-- What this task involves --
Transcribe every line of the records verbatim.

Stored data entries
:::::
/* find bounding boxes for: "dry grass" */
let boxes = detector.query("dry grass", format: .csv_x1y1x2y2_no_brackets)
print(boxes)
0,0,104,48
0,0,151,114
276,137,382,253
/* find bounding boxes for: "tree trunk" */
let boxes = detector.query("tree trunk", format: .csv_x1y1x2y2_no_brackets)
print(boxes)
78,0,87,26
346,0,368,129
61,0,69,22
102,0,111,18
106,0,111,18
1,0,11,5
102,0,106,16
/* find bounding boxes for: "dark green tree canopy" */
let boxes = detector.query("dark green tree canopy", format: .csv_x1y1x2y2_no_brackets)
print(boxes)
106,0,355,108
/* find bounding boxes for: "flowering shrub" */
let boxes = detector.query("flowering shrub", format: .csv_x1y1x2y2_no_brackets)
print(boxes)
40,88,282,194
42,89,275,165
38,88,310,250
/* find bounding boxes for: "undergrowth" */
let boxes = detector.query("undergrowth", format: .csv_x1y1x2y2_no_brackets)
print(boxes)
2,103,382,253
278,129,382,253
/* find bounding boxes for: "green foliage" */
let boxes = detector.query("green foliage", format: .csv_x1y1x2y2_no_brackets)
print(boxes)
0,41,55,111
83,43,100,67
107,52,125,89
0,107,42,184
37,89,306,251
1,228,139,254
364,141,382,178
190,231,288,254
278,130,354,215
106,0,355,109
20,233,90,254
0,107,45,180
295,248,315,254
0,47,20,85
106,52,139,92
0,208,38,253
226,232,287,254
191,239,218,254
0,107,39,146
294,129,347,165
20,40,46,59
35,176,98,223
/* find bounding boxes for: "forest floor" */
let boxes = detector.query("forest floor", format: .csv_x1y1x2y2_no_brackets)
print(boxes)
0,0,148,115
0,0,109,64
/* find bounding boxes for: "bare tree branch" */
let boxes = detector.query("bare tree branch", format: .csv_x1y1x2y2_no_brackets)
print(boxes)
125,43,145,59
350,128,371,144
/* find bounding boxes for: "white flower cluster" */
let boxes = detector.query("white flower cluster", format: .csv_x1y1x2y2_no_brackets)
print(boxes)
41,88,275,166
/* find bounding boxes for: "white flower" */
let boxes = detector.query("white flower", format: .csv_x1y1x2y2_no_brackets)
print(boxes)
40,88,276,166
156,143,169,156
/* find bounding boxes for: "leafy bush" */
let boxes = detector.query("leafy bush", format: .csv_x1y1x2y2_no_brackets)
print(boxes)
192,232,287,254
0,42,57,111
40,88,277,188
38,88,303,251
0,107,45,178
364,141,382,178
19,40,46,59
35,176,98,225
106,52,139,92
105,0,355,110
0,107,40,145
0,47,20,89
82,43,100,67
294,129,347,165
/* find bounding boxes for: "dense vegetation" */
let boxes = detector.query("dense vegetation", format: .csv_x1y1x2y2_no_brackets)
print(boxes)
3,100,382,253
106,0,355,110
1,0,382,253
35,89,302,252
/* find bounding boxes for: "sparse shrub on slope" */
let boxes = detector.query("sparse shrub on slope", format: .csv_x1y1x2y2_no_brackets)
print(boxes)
:::::
-- Answer area --
/* find bounding boxes for: "dry grass" */
let boxes = detector.query("dry grass", format: .csv_x1y1x2y2_no_brackets)
print(boxes)
0,0,104,48
0,0,151,114
276,137,382,253
/* find bounding boxes for: "tree trunk" */
let boxes = detector.query("tree trunk", format: .csv_x1y1x2y2_no_brackets)
print(boxes)
78,0,87,26
346,0,368,129
61,0,69,22
102,0,111,18
106,0,111,18
1,0,11,5
102,0,106,16
/* find bounding boxes for: "dark green tree canopy" */
let boxes = detector.query("dark green tree canopy", format: .csv_x1y1x2y2_no_brackets)
print(boxes)
106,0,355,108
/* find bounding boxes for: "flowering shrub" */
let boxes = detector.query("flowering shrub", format: .csv_x1y1x2y2_no_brackets)
print(boxes)
40,88,282,194
42,89,275,165
38,88,310,250
/* find bounding boxes for: "undergrowth" */
let boxes = detector.query("undergrowth", format: .csv_x1y1x2y2_no_brackets)
print(boxes)
2,103,382,253
278,129,382,253
/* find bounding boxes for: "green foliage" */
let boxes = detector.query("green foliage", format: .csv_x1y1x2y2_no_brackets)
print(boxes)
0,41,55,111
83,43,100,67
107,52,125,89
0,107,42,184
37,89,306,251
1,228,139,254
364,141,382,178
190,231,288,254
278,130,354,215
106,0,355,109
20,233,90,254
0,107,45,180
295,248,315,254
0,47,20,85
106,52,139,92
0,208,38,253
226,232,287,254
191,239,218,254
0,107,39,146
294,129,347,165
20,40,46,59
35,176,98,223
/* find bounding boxes for: "forest floor" */
let boxes = detector.query("forest floor", format: .csv_x1y1x2y2_no_brackets)
print(boxes)
0,0,148,115
0,0,109,64
/* find bounding boxes for: "bare tree branch" */
let boxes = detector.query("bare tree branch", format: .csv_x1y1x2y2_no_brackets)
print(boxes)
125,43,145,59
350,128,371,144
/* find bounding boxes for: "white flower cluster" */
let boxes = detector.query("white flower cluster", format: .csv_x1y1x2y2_no_brackets)
print(boxes)
41,88,275,166
/* find bounding boxes for: "white flower" */
let boxes = detector.query("white flower", format: .csv_x1y1x2y2_no_brackets)
print(boxes)
40,88,276,166
156,143,169,156
/* find bounding boxes for: "leafy bush" */
let boxes = detector.query("leafy bush", format: .csv_x1y1x2y2_no_brackets)
print(boxes)
192,232,287,254
0,42,57,111
40,88,277,188
38,88,303,251
0,107,45,178
364,141,382,178
19,40,46,59
35,176,98,225
106,52,139,92
105,0,355,110
0,107,40,145
0,47,20,89
82,43,100,67
294,129,347,165
/* find bounding boxes for: "dense vegetation" */
let boxes = detector.query("dense vegetation", format: .csv_x1y1x2y2_no_brackets)
print(boxes)
3,100,382,253
106,0,355,110
1,0,382,253
35,89,302,252
/* find bounding boxes for: "sparse shrub on slope" */
let boxes = detector.query("sparse shrub on slope", format: .csv_x1y1x2y2_no_brackets)
print(boxes)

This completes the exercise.